Saved entries:
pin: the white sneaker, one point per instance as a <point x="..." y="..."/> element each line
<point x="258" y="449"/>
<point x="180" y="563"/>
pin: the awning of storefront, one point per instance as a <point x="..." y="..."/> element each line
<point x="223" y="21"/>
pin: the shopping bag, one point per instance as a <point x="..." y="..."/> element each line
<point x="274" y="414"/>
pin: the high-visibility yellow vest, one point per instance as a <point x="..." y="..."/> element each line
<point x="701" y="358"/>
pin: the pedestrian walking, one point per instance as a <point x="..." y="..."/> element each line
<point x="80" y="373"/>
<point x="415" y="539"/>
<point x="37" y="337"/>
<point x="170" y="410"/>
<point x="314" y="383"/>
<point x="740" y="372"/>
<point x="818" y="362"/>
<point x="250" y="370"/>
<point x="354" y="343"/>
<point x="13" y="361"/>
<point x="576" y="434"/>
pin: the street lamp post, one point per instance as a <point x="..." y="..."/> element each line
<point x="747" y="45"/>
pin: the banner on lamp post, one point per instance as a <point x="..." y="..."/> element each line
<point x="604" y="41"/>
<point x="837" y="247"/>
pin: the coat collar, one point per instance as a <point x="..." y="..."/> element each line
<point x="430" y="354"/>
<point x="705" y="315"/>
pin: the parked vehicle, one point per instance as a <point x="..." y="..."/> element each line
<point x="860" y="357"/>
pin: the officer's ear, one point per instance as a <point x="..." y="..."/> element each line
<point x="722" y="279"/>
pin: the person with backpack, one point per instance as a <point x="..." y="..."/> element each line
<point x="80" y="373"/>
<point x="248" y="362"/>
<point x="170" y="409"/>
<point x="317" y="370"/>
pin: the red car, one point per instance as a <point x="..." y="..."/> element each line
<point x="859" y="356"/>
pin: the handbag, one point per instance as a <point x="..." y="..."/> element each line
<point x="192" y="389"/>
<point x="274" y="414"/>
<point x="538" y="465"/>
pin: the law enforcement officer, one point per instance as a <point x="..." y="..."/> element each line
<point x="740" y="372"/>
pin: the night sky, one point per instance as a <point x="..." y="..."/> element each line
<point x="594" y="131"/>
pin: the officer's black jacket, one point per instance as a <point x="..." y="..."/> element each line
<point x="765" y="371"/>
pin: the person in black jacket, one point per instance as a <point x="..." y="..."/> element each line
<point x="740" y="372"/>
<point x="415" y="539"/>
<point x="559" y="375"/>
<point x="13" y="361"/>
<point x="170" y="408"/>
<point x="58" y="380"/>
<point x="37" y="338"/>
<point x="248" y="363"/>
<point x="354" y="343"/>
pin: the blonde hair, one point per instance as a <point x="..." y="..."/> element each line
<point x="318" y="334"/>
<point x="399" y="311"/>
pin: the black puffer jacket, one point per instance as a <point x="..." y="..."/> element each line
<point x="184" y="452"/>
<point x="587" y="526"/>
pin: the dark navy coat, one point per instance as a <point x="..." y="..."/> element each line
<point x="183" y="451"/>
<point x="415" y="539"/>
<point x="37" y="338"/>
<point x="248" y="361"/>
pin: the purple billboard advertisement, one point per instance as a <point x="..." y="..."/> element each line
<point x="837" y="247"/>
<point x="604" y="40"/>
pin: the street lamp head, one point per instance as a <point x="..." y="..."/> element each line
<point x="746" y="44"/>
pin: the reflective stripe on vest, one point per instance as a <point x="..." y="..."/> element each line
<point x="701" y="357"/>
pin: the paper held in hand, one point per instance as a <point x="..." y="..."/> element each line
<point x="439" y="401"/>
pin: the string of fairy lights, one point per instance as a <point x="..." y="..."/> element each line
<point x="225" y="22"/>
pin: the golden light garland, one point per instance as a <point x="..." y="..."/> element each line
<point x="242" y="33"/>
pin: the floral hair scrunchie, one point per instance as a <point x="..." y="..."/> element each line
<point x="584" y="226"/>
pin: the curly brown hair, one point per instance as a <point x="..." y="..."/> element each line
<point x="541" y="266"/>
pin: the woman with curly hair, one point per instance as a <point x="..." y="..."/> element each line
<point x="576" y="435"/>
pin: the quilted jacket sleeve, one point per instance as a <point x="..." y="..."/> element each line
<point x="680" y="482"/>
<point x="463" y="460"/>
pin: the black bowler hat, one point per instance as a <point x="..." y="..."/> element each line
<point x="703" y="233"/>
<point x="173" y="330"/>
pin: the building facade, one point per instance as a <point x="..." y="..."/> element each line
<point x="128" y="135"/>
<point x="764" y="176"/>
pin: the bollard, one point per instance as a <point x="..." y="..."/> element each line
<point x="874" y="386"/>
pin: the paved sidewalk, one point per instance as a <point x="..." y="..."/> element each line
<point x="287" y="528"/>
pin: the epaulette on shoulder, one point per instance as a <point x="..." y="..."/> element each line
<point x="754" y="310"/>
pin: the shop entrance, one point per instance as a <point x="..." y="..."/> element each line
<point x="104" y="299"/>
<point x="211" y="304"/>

> Try it
Each line of the records should be transcribed without change.

> Result
pin: the white sneaker, one point per instance as a <point x="..." y="..."/> element each line
<point x="258" y="449"/>
<point x="180" y="563"/>
pin: the awning of storefront, one point per instance as a <point x="..." y="..."/> element each line
<point x="223" y="21"/>
pin: the shopping bag, one point per instance as a <point x="..." y="..."/> element each line
<point x="274" y="414"/>
pin: the high-visibility yellow vest, one point per instance as a <point x="..." y="..."/> element each line
<point x="701" y="358"/>
pin: the pedestrian walking, one point per instance as a <point x="..." y="..."/> element each line
<point x="80" y="373"/>
<point x="415" y="539"/>
<point x="37" y="337"/>
<point x="170" y="410"/>
<point x="314" y="383"/>
<point x="740" y="372"/>
<point x="818" y="362"/>
<point x="250" y="370"/>
<point x="354" y="343"/>
<point x="13" y="361"/>
<point x="576" y="434"/>
pin: the street lamp post, one point per instance as a <point x="..." y="..."/> element each line
<point x="747" y="45"/>
pin: the banner on lamp post, one point per instance as a <point x="..." y="..."/> element each line
<point x="604" y="41"/>
<point x="837" y="247"/>
pin: the coat collar, one point per instance as a <point x="..." y="..."/> element each line
<point x="430" y="354"/>
<point x="705" y="315"/>
pin: the parked vehicle, one point per instance as a <point x="..." y="..."/> element each line
<point x="860" y="357"/>
pin: the officer's ear, one point per instance as a <point x="..." y="..."/> element each line
<point x="722" y="279"/>
pin: the person with backpack, one point per instance as a <point x="..." y="..."/> element each line
<point x="80" y="373"/>
<point x="248" y="362"/>
<point x="170" y="409"/>
<point x="317" y="370"/>
pin: the red car, one point per instance as a <point x="..." y="..."/> element each line
<point x="859" y="356"/>
pin: the handbag, one point per instance as a <point x="..." y="..."/> element each line
<point x="192" y="389"/>
<point x="274" y="414"/>
<point x="538" y="465"/>
pin: the law enforcement officer, one point per instance as a <point x="..." y="..."/> element each line
<point x="740" y="372"/>
pin: the night sky, one point per instance as a <point x="..." y="..."/> element each line
<point x="594" y="131"/>
pin: the officer's black jacket, one point per instance as a <point x="..." y="..."/> element each line
<point x="765" y="371"/>
pin: the person in black jacket, one point per instance as a <point x="..." y="..."/> element each line
<point x="740" y="372"/>
<point x="415" y="539"/>
<point x="559" y="375"/>
<point x="13" y="361"/>
<point x="170" y="408"/>
<point x="58" y="380"/>
<point x="37" y="338"/>
<point x="248" y="363"/>
<point x="354" y="343"/>
pin: the blonde hair, one point per instance as a <point x="..." y="..."/> element each line
<point x="318" y="334"/>
<point x="399" y="311"/>
pin: the black puffer jacket, one point per instance as a <point x="..." y="..."/> element each line
<point x="184" y="452"/>
<point x="587" y="526"/>
pin: the dark navy coat, one point per instance as a <point x="..." y="..."/> element each line
<point x="183" y="451"/>
<point x="415" y="539"/>
<point x="37" y="338"/>
<point x="248" y="361"/>
pin: the purple billboard advertisement, one point per instance as a <point x="..." y="..."/> element each line
<point x="837" y="247"/>
<point x="604" y="40"/>
pin: the street lamp head, one point per instance as a <point x="..." y="..."/> element each line
<point x="746" y="44"/>
pin: the reflective stripe on vest, one point per instance as a <point x="..." y="..."/> element each line
<point x="701" y="357"/>
pin: the paper held in hand, one point per instance as a <point x="..." y="..."/> element each line
<point x="439" y="401"/>
pin: the string of fairy lights, one point per instance as a <point x="..." y="..."/> element each line
<point x="225" y="22"/>
pin: the golden light garland, one point per instance as a <point x="..." y="..."/> element each line
<point x="242" y="33"/>
pin: the floral hair scrunchie, one point per instance as a <point x="..." y="..."/> element each line
<point x="584" y="226"/>
pin: the curly brown hair, one point per instance as a <point x="..." y="..."/> element each line
<point x="541" y="266"/>
pin: the woman with curly hair, one point per instance as a <point x="..." y="..."/> element each line
<point x="576" y="435"/>
pin: the quilted jacket sleeve, one point per instance as a <point x="..." y="..."/> element each line
<point x="680" y="482"/>
<point x="463" y="460"/>
pin: the black bowler hat, one point per instance as a <point x="..." y="..."/> element each line
<point x="703" y="233"/>
<point x="173" y="330"/>
pin: the building facade, one point per instance as a <point x="..." y="..."/> element each line
<point x="128" y="135"/>
<point x="764" y="176"/>
pin: the bollard, one point per instance as a <point x="..." y="..."/> element each line
<point x="874" y="386"/>
pin: the paved sidewalk, one point per instance as a <point x="..." y="..."/> element each line
<point x="287" y="528"/>
pin: the epaulette on shoulder, one point per instance as a <point x="..." y="..."/> element each line
<point x="754" y="310"/>
pin: the shop entrance, one point per instance as a <point x="..." y="..."/> element each line
<point x="104" y="299"/>
<point x="211" y="304"/>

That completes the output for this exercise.